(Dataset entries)
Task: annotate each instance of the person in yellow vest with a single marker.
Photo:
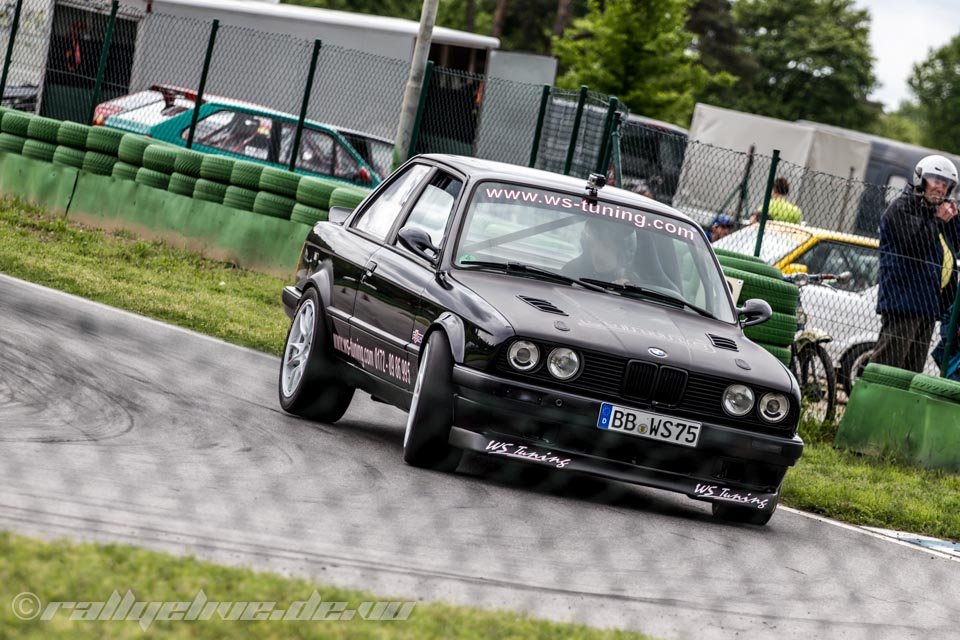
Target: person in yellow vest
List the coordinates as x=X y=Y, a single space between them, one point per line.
x=780 y=209
x=919 y=239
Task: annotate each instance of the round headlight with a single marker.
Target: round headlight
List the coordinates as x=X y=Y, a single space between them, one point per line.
x=523 y=355
x=563 y=363
x=774 y=407
x=738 y=400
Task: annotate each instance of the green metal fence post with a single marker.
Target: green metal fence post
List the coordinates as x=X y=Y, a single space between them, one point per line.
x=544 y=101
x=766 y=200
x=576 y=130
x=14 y=26
x=203 y=82
x=603 y=158
x=303 y=107
x=104 y=54
x=951 y=333
x=424 y=90
x=615 y=149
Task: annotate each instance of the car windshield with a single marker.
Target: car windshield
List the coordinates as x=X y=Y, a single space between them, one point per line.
x=597 y=240
x=778 y=241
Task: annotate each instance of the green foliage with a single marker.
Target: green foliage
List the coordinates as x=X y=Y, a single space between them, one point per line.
x=813 y=61
x=936 y=84
x=717 y=41
x=637 y=50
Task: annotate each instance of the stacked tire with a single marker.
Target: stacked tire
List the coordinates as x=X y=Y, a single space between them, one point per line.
x=766 y=282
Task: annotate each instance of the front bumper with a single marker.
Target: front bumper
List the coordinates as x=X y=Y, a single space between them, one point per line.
x=520 y=421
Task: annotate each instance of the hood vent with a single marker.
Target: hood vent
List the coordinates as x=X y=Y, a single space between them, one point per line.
x=543 y=305
x=723 y=343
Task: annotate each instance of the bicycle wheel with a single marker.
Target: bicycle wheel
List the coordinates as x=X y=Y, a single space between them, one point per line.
x=818 y=381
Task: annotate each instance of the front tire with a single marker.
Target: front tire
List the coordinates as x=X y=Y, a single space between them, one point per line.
x=309 y=384
x=425 y=441
x=743 y=515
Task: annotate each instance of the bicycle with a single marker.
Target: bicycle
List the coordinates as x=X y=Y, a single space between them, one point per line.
x=810 y=363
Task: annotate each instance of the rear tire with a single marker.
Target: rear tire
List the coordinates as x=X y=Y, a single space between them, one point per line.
x=744 y=515
x=425 y=442
x=309 y=384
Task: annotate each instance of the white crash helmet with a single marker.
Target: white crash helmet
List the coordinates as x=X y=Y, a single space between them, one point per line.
x=938 y=166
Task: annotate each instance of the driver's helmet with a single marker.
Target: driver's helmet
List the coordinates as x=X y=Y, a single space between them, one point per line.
x=935 y=167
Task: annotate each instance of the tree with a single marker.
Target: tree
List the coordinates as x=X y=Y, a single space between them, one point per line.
x=637 y=50
x=813 y=61
x=717 y=42
x=936 y=84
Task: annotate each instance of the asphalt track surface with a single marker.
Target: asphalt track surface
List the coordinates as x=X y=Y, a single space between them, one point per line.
x=118 y=428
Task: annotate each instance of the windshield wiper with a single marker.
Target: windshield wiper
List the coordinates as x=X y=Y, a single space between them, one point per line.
x=649 y=293
x=519 y=267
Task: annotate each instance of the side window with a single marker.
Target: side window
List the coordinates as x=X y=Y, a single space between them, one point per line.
x=380 y=214
x=234 y=132
x=319 y=153
x=433 y=208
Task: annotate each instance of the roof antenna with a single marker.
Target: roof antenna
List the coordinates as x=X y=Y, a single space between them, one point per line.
x=595 y=182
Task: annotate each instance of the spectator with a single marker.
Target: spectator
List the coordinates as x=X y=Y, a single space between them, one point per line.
x=722 y=226
x=780 y=209
x=919 y=238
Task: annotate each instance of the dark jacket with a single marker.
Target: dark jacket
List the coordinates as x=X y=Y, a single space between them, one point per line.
x=911 y=258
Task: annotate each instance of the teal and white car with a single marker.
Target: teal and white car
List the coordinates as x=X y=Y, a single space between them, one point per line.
x=249 y=132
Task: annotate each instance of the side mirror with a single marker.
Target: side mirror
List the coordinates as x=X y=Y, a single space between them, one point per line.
x=338 y=215
x=756 y=311
x=418 y=241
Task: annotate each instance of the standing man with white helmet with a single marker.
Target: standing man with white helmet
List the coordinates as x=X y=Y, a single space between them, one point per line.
x=919 y=239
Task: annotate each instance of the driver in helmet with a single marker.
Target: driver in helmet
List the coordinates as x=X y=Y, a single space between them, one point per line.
x=919 y=240
x=608 y=249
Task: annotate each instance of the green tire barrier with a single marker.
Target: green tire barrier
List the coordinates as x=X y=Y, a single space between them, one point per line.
x=348 y=197
x=751 y=266
x=782 y=353
x=781 y=295
x=182 y=184
x=43 y=129
x=98 y=163
x=38 y=150
x=69 y=157
x=937 y=388
x=216 y=168
x=273 y=205
x=11 y=143
x=888 y=376
x=209 y=191
x=104 y=140
x=239 y=198
x=159 y=158
x=279 y=182
x=15 y=122
x=152 y=178
x=125 y=170
x=737 y=255
x=73 y=134
x=315 y=192
x=307 y=215
x=132 y=147
x=187 y=162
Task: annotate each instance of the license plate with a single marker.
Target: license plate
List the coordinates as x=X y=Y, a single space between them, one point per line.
x=648 y=425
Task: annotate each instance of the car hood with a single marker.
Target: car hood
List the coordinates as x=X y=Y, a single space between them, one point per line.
x=625 y=326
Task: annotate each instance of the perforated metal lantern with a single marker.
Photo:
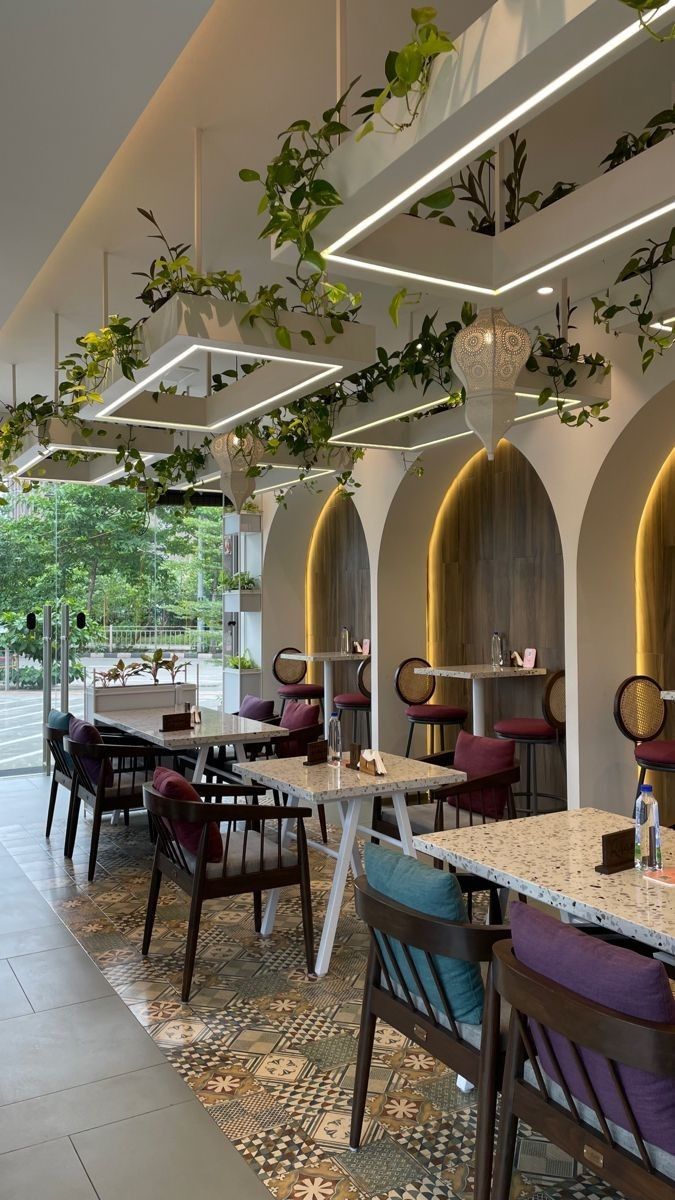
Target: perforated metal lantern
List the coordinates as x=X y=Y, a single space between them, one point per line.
x=234 y=456
x=488 y=358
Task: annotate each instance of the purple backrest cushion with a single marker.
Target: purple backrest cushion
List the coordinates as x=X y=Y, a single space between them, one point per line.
x=84 y=732
x=615 y=978
x=298 y=718
x=175 y=787
x=481 y=756
x=256 y=709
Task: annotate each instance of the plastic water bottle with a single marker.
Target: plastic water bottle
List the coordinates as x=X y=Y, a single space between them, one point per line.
x=647 y=831
x=496 y=651
x=334 y=741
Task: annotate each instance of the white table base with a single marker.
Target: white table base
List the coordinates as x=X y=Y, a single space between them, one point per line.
x=347 y=856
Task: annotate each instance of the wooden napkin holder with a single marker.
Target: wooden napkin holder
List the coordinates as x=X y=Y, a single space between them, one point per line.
x=173 y=723
x=317 y=753
x=619 y=851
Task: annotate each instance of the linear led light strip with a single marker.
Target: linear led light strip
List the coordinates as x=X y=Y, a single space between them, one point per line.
x=451 y=437
x=521 y=279
x=489 y=135
x=326 y=371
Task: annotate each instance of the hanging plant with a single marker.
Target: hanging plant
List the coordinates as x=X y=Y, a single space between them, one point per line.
x=628 y=145
x=407 y=72
x=646 y=11
x=641 y=265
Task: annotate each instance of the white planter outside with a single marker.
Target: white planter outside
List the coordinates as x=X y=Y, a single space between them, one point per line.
x=243 y=601
x=117 y=699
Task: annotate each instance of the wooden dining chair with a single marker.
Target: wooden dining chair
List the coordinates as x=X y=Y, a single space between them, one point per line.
x=290 y=673
x=108 y=778
x=640 y=715
x=416 y=693
x=575 y=1071
x=209 y=864
x=404 y=987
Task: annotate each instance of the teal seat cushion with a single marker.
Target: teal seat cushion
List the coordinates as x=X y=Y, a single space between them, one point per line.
x=437 y=894
x=58 y=720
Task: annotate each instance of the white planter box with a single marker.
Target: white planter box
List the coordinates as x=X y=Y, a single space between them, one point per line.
x=237 y=684
x=243 y=601
x=117 y=699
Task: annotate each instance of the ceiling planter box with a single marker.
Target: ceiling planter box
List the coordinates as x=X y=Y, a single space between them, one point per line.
x=187 y=329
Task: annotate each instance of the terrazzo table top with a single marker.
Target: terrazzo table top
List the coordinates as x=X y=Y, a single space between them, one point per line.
x=324 y=783
x=215 y=729
x=479 y=671
x=551 y=858
x=326 y=657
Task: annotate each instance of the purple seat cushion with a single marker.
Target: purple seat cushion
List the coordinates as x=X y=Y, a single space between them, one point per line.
x=352 y=700
x=482 y=756
x=303 y=721
x=615 y=978
x=438 y=713
x=525 y=729
x=256 y=709
x=302 y=690
x=661 y=754
x=88 y=735
x=175 y=787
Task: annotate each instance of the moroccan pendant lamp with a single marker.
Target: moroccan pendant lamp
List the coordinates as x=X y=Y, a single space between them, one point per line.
x=234 y=457
x=488 y=358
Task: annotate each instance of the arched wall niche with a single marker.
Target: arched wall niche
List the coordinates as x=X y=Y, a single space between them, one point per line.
x=336 y=586
x=605 y=612
x=655 y=607
x=495 y=562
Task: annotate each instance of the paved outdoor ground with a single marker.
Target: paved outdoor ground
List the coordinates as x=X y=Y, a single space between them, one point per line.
x=21 y=715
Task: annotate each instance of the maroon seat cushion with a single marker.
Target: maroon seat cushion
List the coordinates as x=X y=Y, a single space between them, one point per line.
x=525 y=727
x=615 y=978
x=88 y=735
x=352 y=700
x=303 y=721
x=302 y=690
x=661 y=754
x=481 y=756
x=256 y=709
x=175 y=787
x=436 y=713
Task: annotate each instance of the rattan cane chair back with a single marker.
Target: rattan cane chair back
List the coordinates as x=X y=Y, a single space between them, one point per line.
x=411 y=688
x=554 y=701
x=638 y=708
x=363 y=678
x=288 y=671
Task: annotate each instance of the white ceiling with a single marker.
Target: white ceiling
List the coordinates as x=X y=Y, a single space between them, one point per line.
x=76 y=76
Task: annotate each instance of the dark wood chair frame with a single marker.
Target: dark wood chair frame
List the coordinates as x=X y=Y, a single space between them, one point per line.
x=132 y=759
x=236 y=879
x=382 y=1000
x=619 y=1039
x=469 y=883
x=425 y=697
x=532 y=795
x=631 y=733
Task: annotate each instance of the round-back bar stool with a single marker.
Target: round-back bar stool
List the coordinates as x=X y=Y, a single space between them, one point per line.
x=416 y=691
x=640 y=714
x=357 y=702
x=538 y=731
x=290 y=675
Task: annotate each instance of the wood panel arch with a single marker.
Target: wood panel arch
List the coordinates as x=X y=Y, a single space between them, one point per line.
x=336 y=585
x=655 y=609
x=495 y=562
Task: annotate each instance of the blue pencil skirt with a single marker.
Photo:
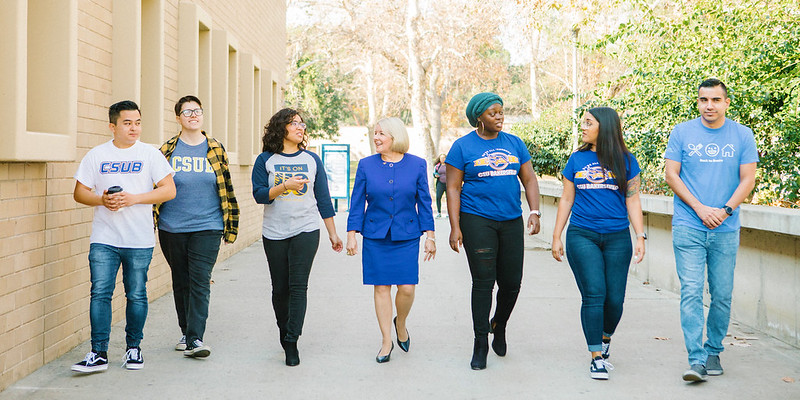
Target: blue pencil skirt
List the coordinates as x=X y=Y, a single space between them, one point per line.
x=390 y=262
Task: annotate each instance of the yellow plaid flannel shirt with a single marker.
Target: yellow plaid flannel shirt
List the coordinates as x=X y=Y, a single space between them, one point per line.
x=219 y=163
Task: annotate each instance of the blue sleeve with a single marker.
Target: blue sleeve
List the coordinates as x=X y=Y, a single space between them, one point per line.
x=749 y=152
x=321 y=192
x=673 y=151
x=522 y=150
x=424 y=208
x=633 y=166
x=260 y=179
x=358 y=200
x=455 y=156
x=569 y=170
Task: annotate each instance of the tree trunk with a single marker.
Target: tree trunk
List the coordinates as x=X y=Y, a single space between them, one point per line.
x=534 y=73
x=371 y=106
x=417 y=77
x=575 y=131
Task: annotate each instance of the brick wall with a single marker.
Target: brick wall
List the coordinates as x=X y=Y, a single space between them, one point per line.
x=44 y=234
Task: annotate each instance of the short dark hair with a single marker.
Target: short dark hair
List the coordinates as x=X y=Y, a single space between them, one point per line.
x=275 y=131
x=186 y=99
x=117 y=108
x=713 y=82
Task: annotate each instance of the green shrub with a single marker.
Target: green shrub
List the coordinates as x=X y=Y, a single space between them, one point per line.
x=549 y=142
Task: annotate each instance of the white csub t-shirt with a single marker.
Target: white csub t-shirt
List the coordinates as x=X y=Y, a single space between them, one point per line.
x=136 y=169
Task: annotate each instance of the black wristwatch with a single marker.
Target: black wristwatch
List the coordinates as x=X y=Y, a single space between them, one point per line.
x=728 y=210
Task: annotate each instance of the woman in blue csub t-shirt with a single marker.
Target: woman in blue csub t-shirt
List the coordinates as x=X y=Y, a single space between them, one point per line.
x=191 y=225
x=598 y=239
x=484 y=169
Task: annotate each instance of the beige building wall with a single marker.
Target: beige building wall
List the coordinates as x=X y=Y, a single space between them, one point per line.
x=64 y=63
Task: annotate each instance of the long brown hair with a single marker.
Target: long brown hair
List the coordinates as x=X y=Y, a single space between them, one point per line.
x=275 y=131
x=610 y=146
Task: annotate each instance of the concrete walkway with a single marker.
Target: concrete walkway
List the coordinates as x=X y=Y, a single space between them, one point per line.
x=547 y=356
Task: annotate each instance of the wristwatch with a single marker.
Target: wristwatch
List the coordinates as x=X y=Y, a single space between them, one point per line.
x=728 y=210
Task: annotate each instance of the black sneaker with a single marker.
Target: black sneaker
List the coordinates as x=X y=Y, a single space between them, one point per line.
x=606 y=352
x=94 y=362
x=181 y=346
x=197 y=349
x=697 y=373
x=713 y=367
x=133 y=358
x=599 y=368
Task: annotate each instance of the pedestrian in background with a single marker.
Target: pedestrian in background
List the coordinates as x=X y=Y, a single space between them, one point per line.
x=601 y=191
x=191 y=226
x=483 y=202
x=291 y=183
x=391 y=208
x=440 y=174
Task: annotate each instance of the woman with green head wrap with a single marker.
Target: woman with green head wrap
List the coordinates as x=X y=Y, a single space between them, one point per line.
x=485 y=212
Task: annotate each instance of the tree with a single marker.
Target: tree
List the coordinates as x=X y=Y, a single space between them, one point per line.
x=752 y=46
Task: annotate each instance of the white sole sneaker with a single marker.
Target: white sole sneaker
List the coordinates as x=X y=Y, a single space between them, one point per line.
x=198 y=352
x=87 y=370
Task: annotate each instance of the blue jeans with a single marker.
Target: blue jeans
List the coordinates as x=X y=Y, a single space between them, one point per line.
x=600 y=264
x=694 y=250
x=104 y=262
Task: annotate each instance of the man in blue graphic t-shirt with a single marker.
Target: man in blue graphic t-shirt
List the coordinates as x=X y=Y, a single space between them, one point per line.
x=711 y=167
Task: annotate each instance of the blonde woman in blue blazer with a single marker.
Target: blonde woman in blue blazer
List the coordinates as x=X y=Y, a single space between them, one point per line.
x=391 y=208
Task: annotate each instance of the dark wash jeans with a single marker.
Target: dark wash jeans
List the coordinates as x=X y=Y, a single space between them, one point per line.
x=495 y=254
x=289 y=268
x=191 y=257
x=600 y=264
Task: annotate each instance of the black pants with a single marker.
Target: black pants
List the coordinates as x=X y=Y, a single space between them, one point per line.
x=191 y=257
x=494 y=253
x=289 y=267
x=440 y=189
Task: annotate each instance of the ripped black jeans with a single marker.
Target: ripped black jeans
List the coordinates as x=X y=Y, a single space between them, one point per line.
x=494 y=253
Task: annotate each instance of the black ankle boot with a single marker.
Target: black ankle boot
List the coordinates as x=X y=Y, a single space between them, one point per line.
x=292 y=355
x=479 y=352
x=283 y=342
x=499 y=343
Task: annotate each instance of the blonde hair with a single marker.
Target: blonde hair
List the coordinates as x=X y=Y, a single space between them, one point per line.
x=395 y=128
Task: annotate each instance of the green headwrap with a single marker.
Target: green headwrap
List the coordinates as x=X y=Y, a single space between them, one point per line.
x=479 y=103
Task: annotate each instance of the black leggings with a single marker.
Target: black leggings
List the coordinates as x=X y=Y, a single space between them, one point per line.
x=289 y=267
x=495 y=254
x=440 y=189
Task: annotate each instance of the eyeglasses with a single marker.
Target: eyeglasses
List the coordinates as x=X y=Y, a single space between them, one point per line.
x=188 y=113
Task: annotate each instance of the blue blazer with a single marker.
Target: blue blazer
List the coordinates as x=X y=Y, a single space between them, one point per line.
x=391 y=196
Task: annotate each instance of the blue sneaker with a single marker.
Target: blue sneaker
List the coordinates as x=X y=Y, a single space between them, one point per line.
x=713 y=367
x=697 y=373
x=599 y=368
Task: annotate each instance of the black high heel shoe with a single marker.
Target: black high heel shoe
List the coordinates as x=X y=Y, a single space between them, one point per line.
x=479 y=352
x=499 y=342
x=403 y=345
x=382 y=359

## Work required
Check the lines above and copy each one that includes "brick".

## Response
Task: annotate each instance of the brick wall with a single marker.
Target: brick wall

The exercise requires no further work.